» Teks Bacaan:
DEPARTEMEN KEUANGAN REPUBLIK INDONESIA
DIREKTORAT JENDERAL PAJAK
___________________________________________________________________________________________
1 September 2004
SURAT DIREKTUR JENDERAL PAJAK
NOMOR S - 893/PJ.313/2004
TENTANG
PERMOHONAN PENJELASAN ATAS KEP-110/PJ./2003
DIREKTUR JENDERAL PAJAK,
Sehubungan dengan surat Saudara Nomor XXX tanggal 5 Mei 2003 perihal tersebut di atas, dengan ini
disampaikan hal-hal sebagai berikut :
1. Dalam surat tersebut, Saudara mohon penjelasan atas beberapa masalah sehubungan dengan
diberlakukannya Keputusan Direktur Jenderal Pajak Nomor KEP-110/PJ./2003 tanggal 14 April 2003
tentang Pajak Penghasilan Atas Penghasilan yang Diterima Oleh Pekerja Sampai Dengan Sebesar
Upah Minimum Propinsi Atau Upah Minimum Kabupaten/Kota, yaitu sebagai berikut:
a. Standar upah mana yang seharusnya digunakan untuk menghitung PPh yang ditanggung
Pemerintah sesuai KEP-110/PJ./2003, apabila pada satu propinsi selain diberlakukan
ketentuan besarnya Upah Minimum Propinsi (UMP) juga diberlakukan ketentuan Upah
Minimum Sektoral Propinsi (UMSP)?
b. Bagaimana perlakuan terhadap pekerja yang mempunyai jabatan baik struktural maupun
fungsional tetapi tidak termasuk dalam kriteria sebagaimana disebut dalam Lampiran I angka
2 KEP-110/PJ./2003, misalnya mandor dan pengawas, serta bagaimana halnya perlakuan
terhadap pekerja seperti petugas operator mesin dan operator traktor?
c. Karena KEP-110/PJ./2003 diterbitkan tanggal 14 April 2003 tetapi mempunyai daya laku surut,
apakah atas penghitungan gaji bulan Januari sampai dengan April 2003 yang belum dihitung
sesuai ketentuan dalam KEP-110/PJ./2003 dapat diperhitungkan di akhir tahun atau dengan
melakukan pembetulan SPT Masa PPh Pasal 21/26 atau PPh yang ditanggung Pemerintah
untuk bulan Januari sampai dengan April 2003 tersebut dapat diperhitungkan untuk masa Mei
2003 dan seterusnya?

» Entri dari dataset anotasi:
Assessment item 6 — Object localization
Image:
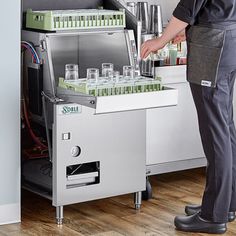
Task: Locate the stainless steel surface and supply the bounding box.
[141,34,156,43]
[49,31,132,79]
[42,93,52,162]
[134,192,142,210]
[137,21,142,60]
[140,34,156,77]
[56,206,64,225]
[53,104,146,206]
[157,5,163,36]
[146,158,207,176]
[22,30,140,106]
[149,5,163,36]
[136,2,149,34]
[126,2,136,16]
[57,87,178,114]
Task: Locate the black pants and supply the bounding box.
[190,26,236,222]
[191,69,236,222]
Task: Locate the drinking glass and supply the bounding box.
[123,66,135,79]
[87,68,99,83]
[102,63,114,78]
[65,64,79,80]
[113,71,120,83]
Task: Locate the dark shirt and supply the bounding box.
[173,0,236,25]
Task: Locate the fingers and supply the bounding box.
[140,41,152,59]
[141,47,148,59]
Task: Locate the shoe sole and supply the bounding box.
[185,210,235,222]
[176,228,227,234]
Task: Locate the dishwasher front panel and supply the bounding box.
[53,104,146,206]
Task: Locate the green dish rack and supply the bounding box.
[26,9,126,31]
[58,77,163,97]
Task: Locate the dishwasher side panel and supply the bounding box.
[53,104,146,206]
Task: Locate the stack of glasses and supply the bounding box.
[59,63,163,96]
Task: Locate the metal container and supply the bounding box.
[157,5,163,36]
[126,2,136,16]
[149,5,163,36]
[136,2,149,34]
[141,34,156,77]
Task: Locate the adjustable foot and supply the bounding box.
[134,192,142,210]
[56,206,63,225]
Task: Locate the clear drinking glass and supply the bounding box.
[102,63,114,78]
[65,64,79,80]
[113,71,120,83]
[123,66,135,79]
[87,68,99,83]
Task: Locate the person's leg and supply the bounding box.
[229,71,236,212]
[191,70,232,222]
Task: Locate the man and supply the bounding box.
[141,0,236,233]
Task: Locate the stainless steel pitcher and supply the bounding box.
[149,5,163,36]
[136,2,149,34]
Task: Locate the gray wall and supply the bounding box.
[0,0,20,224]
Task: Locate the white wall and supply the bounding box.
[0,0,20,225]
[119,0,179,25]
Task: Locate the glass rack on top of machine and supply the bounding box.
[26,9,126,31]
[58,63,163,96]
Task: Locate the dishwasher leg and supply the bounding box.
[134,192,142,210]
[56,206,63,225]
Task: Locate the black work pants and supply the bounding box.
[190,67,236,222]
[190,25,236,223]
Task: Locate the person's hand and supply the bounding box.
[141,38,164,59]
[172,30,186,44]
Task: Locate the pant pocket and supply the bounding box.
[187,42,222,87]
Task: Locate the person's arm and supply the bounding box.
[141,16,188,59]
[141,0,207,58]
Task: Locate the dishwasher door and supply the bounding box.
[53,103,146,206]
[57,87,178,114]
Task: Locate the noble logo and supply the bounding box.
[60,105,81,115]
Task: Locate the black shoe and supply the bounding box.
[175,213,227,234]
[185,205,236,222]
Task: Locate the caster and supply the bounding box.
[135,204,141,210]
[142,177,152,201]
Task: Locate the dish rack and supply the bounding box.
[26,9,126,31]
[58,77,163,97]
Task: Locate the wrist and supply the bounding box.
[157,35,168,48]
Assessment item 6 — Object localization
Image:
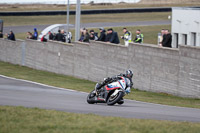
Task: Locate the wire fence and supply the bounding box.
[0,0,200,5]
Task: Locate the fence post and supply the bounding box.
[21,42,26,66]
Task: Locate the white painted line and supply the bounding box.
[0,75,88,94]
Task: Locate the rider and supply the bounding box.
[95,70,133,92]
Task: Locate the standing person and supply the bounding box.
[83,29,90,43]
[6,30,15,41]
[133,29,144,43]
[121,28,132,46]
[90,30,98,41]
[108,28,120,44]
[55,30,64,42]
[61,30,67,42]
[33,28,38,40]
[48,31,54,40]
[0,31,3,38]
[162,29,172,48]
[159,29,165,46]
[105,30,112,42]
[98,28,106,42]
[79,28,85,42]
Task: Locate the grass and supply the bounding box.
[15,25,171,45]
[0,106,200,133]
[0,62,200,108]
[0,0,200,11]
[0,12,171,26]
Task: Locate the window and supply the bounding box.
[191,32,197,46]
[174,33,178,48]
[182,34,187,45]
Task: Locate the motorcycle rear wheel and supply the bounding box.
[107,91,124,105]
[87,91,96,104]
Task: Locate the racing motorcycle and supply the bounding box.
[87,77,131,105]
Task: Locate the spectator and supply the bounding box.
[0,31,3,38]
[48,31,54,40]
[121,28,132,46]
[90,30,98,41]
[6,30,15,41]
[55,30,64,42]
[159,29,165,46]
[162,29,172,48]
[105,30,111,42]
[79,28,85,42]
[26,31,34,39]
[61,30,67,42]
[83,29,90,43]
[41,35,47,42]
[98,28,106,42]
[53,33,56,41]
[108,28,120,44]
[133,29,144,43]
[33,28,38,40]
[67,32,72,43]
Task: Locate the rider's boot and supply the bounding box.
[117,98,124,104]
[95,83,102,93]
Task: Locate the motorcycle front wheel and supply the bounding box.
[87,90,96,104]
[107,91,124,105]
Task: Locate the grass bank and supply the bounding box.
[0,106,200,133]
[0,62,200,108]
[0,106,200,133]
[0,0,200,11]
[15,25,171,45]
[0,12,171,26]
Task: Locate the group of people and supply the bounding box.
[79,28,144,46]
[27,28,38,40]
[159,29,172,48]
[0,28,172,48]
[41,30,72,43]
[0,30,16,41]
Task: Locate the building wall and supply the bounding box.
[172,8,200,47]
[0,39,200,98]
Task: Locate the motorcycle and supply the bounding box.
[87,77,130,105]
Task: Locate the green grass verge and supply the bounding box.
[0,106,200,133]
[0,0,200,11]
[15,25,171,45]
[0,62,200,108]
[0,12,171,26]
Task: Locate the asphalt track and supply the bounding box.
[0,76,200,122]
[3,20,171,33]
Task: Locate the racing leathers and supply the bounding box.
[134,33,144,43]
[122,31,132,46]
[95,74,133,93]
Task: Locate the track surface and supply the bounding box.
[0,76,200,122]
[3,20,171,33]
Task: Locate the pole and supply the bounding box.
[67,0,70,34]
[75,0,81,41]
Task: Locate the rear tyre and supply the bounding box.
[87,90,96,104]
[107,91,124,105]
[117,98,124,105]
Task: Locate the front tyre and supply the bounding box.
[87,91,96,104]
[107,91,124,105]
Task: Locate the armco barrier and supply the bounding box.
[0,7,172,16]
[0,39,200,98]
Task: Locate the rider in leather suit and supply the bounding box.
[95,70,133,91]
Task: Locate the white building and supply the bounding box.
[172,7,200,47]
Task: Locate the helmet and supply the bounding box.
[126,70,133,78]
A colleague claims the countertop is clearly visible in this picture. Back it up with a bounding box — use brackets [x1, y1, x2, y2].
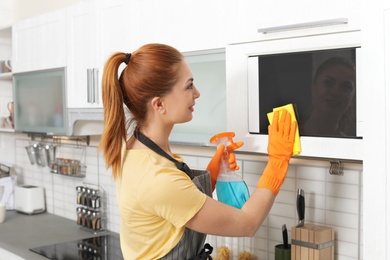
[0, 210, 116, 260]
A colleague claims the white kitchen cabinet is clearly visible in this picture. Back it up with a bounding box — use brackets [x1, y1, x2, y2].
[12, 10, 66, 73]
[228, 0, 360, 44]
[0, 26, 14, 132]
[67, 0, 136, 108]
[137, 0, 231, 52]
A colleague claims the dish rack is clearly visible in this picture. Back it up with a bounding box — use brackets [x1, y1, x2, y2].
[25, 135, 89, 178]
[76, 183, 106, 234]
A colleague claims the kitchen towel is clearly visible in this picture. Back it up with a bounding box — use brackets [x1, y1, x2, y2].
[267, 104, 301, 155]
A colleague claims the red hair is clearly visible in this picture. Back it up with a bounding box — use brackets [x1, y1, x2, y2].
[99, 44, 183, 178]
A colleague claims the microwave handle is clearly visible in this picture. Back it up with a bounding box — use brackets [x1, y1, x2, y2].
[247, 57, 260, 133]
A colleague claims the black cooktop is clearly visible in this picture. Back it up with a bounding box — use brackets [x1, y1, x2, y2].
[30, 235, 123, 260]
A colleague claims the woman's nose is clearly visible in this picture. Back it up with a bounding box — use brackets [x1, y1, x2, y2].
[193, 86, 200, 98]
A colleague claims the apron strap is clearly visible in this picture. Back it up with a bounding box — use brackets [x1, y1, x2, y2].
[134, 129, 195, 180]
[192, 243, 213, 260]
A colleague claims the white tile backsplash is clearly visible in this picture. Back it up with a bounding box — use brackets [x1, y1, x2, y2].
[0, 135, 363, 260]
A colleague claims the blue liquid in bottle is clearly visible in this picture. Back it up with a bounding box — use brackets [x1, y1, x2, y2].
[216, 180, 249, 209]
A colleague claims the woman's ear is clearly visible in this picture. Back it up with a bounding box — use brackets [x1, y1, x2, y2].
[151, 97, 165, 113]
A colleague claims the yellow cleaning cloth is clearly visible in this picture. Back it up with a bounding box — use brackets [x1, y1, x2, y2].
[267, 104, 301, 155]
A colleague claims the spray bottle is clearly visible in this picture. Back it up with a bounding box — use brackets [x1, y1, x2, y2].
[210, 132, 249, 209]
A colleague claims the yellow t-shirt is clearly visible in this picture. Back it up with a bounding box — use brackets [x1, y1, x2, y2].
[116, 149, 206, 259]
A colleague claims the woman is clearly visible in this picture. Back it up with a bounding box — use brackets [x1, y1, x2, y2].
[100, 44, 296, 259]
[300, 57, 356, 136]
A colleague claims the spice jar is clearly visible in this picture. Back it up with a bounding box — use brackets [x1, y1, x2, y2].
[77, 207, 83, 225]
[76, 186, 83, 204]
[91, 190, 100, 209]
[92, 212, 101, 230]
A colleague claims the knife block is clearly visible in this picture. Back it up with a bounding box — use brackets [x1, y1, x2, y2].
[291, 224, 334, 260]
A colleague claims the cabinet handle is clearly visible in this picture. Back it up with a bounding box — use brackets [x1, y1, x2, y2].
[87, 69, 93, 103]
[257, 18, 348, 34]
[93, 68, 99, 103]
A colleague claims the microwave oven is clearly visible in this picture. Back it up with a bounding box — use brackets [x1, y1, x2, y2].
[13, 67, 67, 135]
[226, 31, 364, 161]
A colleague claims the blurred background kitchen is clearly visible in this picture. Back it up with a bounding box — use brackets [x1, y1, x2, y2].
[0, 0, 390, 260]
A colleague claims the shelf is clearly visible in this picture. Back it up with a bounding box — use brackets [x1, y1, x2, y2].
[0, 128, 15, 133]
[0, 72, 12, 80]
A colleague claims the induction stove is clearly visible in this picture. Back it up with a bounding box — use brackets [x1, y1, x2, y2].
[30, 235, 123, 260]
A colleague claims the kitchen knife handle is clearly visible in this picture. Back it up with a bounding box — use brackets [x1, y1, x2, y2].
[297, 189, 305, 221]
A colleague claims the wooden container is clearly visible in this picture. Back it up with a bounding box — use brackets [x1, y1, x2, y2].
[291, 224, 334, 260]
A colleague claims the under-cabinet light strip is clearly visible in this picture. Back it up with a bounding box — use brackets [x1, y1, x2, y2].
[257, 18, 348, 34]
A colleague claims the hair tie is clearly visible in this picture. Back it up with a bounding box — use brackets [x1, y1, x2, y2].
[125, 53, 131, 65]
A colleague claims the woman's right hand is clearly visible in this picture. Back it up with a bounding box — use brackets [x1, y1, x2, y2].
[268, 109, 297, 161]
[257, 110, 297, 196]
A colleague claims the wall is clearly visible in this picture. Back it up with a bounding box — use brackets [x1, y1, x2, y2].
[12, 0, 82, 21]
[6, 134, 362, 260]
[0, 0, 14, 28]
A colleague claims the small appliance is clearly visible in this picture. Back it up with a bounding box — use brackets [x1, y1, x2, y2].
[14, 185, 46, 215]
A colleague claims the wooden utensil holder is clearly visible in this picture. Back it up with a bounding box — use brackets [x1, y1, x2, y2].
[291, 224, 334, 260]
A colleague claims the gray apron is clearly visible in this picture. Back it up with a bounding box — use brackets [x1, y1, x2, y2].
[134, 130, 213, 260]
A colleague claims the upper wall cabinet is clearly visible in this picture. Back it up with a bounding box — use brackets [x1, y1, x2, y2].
* * *
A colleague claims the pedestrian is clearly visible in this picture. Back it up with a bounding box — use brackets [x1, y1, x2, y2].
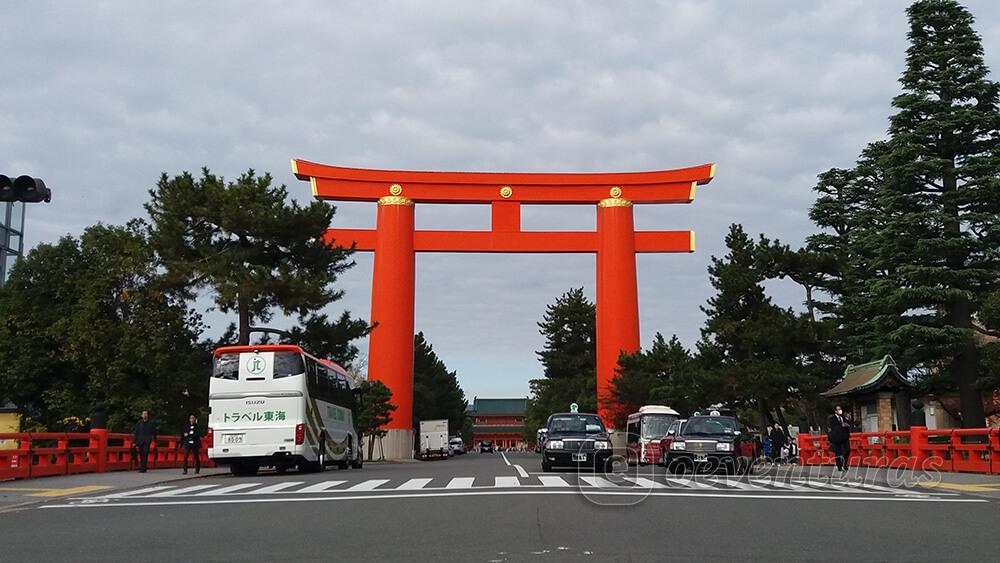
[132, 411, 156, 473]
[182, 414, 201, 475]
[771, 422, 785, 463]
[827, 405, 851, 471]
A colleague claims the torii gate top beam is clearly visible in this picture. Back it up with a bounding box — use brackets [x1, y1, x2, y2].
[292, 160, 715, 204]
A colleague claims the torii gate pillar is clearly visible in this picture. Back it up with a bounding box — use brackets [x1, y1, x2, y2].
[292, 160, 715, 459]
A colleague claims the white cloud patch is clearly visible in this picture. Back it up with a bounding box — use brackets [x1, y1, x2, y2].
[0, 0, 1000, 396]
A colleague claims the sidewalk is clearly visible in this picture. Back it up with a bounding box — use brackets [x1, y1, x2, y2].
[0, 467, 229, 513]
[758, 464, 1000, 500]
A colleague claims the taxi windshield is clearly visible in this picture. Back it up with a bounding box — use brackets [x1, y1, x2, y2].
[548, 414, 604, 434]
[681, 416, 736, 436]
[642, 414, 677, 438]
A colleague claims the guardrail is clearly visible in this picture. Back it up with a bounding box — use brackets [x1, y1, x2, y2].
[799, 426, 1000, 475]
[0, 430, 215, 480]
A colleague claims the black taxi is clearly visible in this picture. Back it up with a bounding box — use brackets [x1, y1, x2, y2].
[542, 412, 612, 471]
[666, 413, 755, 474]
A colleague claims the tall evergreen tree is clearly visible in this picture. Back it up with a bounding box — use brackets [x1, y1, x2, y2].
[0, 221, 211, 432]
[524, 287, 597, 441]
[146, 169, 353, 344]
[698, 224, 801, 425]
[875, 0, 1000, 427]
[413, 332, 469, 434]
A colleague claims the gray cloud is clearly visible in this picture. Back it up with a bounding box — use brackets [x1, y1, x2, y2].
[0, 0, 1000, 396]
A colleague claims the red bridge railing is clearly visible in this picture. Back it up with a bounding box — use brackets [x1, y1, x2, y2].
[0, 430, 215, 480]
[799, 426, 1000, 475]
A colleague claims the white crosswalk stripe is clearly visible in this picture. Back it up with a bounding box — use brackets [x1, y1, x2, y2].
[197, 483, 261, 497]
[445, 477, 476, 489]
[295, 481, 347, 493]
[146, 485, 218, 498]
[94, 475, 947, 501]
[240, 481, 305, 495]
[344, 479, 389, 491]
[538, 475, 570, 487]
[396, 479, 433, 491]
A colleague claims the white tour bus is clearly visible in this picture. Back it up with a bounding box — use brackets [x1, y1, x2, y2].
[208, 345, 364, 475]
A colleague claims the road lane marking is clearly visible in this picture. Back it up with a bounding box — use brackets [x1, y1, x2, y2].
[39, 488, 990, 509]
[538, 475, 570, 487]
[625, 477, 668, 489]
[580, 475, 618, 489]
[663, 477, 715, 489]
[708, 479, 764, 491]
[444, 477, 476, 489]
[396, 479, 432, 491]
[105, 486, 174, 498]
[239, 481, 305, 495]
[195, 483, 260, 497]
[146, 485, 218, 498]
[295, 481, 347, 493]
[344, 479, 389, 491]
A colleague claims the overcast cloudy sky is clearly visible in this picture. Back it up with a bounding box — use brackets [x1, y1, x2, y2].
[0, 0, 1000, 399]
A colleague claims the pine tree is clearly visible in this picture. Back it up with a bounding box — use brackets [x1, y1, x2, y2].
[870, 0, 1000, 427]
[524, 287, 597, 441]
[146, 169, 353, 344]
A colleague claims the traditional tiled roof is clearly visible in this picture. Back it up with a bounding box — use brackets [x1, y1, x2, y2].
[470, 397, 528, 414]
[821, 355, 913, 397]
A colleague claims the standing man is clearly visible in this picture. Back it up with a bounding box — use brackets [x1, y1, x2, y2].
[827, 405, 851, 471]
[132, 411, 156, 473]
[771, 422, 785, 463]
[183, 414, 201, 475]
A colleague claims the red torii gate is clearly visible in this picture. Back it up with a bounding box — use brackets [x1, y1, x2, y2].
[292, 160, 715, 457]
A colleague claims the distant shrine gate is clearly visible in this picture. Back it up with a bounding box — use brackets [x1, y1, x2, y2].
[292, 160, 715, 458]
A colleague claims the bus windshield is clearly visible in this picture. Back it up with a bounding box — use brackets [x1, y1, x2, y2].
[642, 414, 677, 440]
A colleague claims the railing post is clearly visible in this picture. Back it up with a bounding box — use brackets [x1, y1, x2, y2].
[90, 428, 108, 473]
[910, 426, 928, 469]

» Permintaan: Dalam surat Direktur Jenderal Pajak tentang KEP-110/PJ./2003, pada tanggal berapa keputusan tersebut diterbitkan?

» Jawaban Latihan: Keputusan tersebut diterbitkan pada tanggal 14 April 2003.